## Tasks to carry out
[A] From the trash compactor thread below, quote the passage that begins at the words "Pretty straight forward, except" and ends after "closed in order for the compactor to operate.".
[B] Write the next part of the forum thread about trash compactor controls, continuing after its final line.

# Trash Compactors



## Helmut (May 7, 2014)

Does anyone have experience in the controls and safety aspects of these?









Pretty straight forward, except the key isn't a "spring return" type as I would have thought. This way the operator has to have the key turned, in order for the compactor to operate. 

This is not. Turn the key, press the forward button and walk away.

The insurance company spotted this, and wants it fixed. Said someone can jump into the compactor while it was running. The inlet chute has a 48" high rail around it, with a gate that opens in the front. This gate must be closed in order for the compactor to operate.

Should the key switch be changed to spring return?


----------



## daveEM (Nov 18, 2012)

Of course. That way the operator is there supervising the compacting process.


----------



## AK_sparky (Aug 13, 2013)

I've never done any trash compactors. Similar equipment we've wired so that the FWD/REV button needs to be held, the key switch would stay the way it is. You still get the desired "operator-present" functionality.


----------



## macmikeman (Jan 23, 2007)

If somebody want's to jump into a trash compactor, they sorta ought'a be allowed to.


----------



## wildleg (Apr 12, 2009)

yes .


----------



## daveEM (Nov 18, 2012)

So messy tho.


----------



## telsa (May 22, 2015)

macmikeman said:


> If somebody want's to jump into a trash compactor, they sorta ought'a be allowed to.


That's tight. :notworthy:


----------



## MikeFL (Apr 16, 2016)

The key switch does not operate the compactor. It only enables one to operate it.


----------



## AK_sparky (Aug 13, 2013)

MikeFL said:


> The key switch does not operate the compactor. It only enables one to operate it.


If it doesn't operate momentarily as MikeFL suggested, I would remove the latching portion of the circuit to make it operate that way.

Actually, looking at it again, there is no STOP button, so I doubt it just continues to run once you hit FWD. Have you actually tried to operate the compactor to see how it currently functions?


----------



## Helmut (May 7, 2014)

AK_sparky said:


> If it doesn't operate momentarily as MikeFL suggested, I would remove the latching portion of the circuit to make it operate that way.

## Provided information
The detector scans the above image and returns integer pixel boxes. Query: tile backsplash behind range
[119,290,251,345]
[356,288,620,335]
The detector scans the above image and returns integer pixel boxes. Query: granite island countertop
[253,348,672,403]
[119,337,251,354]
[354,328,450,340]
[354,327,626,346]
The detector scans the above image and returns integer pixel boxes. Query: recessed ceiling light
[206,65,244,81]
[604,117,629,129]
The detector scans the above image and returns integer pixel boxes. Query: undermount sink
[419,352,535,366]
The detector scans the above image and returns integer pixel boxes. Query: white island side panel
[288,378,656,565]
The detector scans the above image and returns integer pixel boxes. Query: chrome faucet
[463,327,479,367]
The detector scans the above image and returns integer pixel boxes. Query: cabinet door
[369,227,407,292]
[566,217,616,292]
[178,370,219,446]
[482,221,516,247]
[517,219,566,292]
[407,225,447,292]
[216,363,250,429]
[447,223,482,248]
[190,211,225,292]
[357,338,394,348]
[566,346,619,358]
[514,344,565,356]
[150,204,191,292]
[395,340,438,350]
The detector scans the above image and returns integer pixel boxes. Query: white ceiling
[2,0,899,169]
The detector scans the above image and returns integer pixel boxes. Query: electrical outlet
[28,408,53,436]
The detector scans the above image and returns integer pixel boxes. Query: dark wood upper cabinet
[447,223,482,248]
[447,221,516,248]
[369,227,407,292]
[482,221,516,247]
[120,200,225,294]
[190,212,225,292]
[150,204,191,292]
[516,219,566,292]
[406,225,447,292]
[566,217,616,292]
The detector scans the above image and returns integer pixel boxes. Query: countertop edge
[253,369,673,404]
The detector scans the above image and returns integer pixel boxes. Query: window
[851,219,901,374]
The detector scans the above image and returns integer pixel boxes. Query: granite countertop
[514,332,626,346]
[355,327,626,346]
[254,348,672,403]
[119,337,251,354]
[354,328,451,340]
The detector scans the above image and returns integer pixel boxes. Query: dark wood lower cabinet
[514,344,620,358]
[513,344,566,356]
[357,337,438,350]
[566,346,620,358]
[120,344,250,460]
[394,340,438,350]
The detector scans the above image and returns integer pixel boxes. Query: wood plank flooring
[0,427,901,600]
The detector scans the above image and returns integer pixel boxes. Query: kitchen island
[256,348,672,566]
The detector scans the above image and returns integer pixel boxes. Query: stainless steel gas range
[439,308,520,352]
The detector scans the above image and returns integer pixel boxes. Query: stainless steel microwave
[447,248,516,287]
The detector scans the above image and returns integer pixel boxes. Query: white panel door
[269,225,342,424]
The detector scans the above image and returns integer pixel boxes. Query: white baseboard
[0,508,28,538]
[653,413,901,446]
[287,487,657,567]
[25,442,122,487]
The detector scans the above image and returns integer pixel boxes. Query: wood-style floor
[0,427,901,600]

## Task-by-task results
[A]
Pretty straight forward, except the key isn't a "spring return" type as I would have thought. This way the operator has to have the key turned, in order for the compactor to operate. 

This is not. Turn the key, press the forward button and walk away.

The insurance company spotted this, and wants it fixed. Said someone can jump into the compactor while it was running. The inlet chute has a 48" high rail around it, with a gate that opens in the front. This gate must be closed in order for the compactor to operate.

[B]
> 
> Actually, looking at it again, there is no STOP button, so I doubt it just continues to run once you hit FWD. Have you actually tried to operate the compactor to see how it currently functions?


Nah, Just got this email last night


"Hey buddy, how have you been. I need a quote on some work. Our trash compactor as its wired now you put a key in, turn it on then press start button and it runs its compactor cycle, insurance company believes this is unsafe as the operator could then go in the dumpster while its running (because that’s what everyone thinks to do, jump in a running compactor) but any way they recommend having a switch that requires the operator to hold the button the entire time until it completes its cycle, so I guess a momentary push button instead, here’s pic of controls, guess you would have to look at wiring though. Let me know what you think."


----------



## AK_sparky (Aug 13, 2013)

Helmut said:


> Nah, Just got this email last night
> 
> 
> "Hey buddy, how have you been. I need a quote on some work. Our trash compactor as its wired now you put a key in, turn it on then press start button and it runs its compactor cycle, insurance company believes this is unsafe as the operator could then go in the dumpster while its running (because that’s what everyone thinks to do, jump in a running compactor) but any way they recommend having a switch that requires the operator to hold the button the entire time until it completes its cycle, so I guess a momentary push button instead, here’s pic of controls, guess you would have to look at wiring though. Let me know what you think."



Sounds like you could probably easily convert it to require it to be held. Let us know how you make out.


----------



## inetdog (Apr 13, 2016)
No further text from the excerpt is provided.